Segmentation labeling listing:

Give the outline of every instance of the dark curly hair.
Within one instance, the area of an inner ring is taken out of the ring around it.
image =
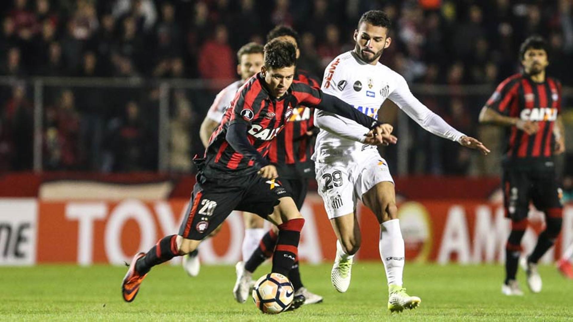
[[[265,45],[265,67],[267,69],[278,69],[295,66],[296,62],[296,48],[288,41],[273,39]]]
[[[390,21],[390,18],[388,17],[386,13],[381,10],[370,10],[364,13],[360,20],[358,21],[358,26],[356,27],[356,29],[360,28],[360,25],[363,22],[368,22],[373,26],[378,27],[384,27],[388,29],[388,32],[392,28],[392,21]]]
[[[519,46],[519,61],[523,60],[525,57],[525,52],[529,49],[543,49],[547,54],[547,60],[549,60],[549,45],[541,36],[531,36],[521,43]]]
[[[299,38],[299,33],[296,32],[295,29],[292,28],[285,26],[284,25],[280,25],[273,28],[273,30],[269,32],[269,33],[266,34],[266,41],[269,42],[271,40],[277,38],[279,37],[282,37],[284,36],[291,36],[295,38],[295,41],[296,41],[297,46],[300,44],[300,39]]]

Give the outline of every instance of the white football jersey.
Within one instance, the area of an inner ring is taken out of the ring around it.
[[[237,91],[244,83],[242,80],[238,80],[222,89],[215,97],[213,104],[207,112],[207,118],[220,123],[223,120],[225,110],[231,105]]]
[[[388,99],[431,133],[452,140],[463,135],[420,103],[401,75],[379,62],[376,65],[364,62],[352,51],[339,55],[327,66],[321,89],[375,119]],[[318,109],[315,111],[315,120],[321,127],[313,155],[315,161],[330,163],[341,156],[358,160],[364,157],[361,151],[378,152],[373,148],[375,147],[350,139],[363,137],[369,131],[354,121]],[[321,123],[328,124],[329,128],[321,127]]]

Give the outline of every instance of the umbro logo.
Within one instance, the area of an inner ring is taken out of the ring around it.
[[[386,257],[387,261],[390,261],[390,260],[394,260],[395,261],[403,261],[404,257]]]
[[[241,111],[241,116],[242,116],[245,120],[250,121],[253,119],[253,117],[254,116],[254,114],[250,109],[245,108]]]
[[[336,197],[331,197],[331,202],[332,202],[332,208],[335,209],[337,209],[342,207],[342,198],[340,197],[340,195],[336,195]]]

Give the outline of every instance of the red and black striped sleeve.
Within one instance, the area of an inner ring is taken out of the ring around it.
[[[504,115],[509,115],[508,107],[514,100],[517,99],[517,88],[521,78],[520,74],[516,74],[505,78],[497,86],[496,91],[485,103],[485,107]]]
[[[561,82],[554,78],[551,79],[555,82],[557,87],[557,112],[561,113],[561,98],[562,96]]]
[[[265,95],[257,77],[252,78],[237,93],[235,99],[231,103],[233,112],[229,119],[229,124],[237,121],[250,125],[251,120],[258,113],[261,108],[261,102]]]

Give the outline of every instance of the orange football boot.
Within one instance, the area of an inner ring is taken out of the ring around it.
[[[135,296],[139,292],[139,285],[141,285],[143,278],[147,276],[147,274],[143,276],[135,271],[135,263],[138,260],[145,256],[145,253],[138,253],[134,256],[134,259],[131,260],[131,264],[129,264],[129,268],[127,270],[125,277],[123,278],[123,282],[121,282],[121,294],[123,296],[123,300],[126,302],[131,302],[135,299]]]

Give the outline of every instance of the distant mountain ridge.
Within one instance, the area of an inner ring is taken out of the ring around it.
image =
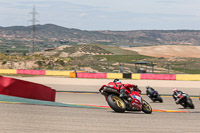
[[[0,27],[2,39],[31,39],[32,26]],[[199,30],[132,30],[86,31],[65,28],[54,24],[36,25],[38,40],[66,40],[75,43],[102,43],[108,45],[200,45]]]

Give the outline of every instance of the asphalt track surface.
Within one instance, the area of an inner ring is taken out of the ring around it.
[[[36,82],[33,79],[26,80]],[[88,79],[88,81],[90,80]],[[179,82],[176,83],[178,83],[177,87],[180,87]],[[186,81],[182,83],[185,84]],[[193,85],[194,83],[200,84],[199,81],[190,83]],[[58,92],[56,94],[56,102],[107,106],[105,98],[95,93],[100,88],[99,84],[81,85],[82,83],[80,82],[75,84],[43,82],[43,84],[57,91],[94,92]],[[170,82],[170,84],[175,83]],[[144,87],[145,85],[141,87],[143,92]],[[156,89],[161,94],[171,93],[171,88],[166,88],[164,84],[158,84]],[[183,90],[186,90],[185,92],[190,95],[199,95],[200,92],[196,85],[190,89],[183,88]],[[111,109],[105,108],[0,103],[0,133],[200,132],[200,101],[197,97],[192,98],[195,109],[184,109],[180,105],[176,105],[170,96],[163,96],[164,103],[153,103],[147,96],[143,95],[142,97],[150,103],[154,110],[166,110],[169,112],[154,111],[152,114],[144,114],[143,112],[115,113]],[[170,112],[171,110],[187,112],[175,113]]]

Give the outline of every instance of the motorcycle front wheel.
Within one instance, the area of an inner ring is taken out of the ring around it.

Task to carry out
Rewrite everything from the line containing "Give the outline of every instance of the motorcycle" down to the end of the listing, changing "front wheel" to "rear wheel" and leaving every other word as it is.

Solution to the exercise
Give the outline of every instance of the motorcycle rear wheel.
Within one instance, the area of an inner ring is taken out of the ring around it.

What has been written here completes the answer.